* Begin Supplied material *
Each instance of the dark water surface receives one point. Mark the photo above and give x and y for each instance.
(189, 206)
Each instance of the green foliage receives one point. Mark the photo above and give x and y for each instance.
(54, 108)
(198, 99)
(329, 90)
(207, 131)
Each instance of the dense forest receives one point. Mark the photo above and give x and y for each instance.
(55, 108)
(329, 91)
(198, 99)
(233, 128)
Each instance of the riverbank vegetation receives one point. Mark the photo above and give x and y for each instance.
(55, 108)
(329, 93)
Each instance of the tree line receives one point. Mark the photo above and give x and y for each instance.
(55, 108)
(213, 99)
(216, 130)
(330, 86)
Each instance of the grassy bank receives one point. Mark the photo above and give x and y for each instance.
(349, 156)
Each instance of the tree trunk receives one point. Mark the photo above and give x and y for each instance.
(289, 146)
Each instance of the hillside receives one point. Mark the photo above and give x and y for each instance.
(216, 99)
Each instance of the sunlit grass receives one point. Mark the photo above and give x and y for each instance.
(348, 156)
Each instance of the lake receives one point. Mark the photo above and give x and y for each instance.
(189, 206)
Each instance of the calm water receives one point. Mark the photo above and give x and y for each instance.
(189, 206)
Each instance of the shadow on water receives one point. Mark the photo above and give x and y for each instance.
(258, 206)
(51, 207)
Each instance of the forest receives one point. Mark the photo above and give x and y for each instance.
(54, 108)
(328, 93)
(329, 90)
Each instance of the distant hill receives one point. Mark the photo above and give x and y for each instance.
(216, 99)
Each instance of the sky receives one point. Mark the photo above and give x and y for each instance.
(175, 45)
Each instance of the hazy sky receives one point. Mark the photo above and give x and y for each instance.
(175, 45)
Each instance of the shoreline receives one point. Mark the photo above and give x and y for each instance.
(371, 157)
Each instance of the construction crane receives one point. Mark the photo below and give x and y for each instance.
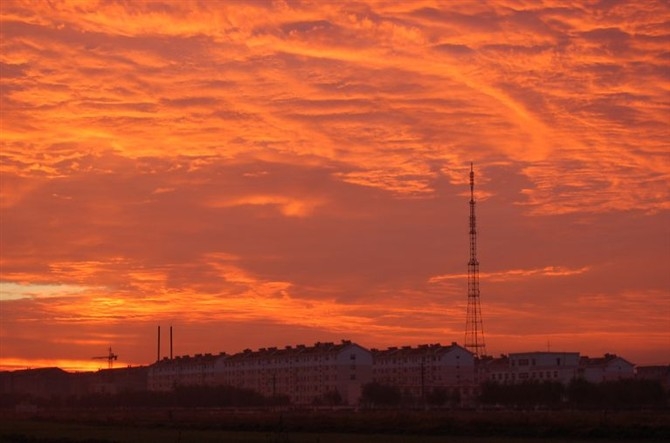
(109, 357)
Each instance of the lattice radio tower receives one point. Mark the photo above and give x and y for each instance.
(474, 329)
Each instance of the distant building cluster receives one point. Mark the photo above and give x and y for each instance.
(336, 371)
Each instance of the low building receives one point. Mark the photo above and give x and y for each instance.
(421, 371)
(197, 370)
(532, 366)
(607, 368)
(41, 383)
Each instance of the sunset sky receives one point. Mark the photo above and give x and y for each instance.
(263, 173)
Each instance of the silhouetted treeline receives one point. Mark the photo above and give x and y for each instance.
(621, 394)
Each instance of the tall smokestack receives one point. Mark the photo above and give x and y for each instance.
(159, 344)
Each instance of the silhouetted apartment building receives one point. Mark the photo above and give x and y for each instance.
(419, 371)
(305, 374)
(555, 366)
(198, 370)
(607, 368)
(531, 366)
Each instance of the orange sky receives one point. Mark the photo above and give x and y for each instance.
(261, 173)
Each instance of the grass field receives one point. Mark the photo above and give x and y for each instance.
(95, 426)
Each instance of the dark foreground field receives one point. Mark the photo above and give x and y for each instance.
(218, 425)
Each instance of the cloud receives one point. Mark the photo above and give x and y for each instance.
(312, 159)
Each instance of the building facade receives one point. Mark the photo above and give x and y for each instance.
(323, 373)
(607, 368)
(532, 366)
(421, 371)
(197, 370)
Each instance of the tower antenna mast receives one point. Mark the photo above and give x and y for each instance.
(474, 329)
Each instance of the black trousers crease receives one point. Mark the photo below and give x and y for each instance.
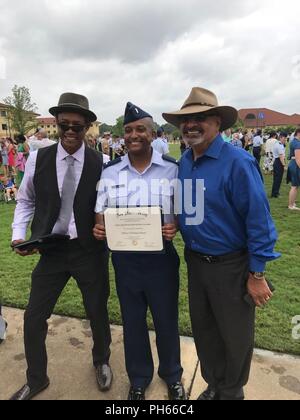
* End Supplied material *
[Exercise goal]: Report every line of the listing above that contains the word "tower".

[Solution for this problem]:
Each instance of the lattice radio tower receives one point. Mark the photo above and give x and y for each instance.
Each instance of the tower antenna mast receives one point. Mark the photo above and give x and y for each instance.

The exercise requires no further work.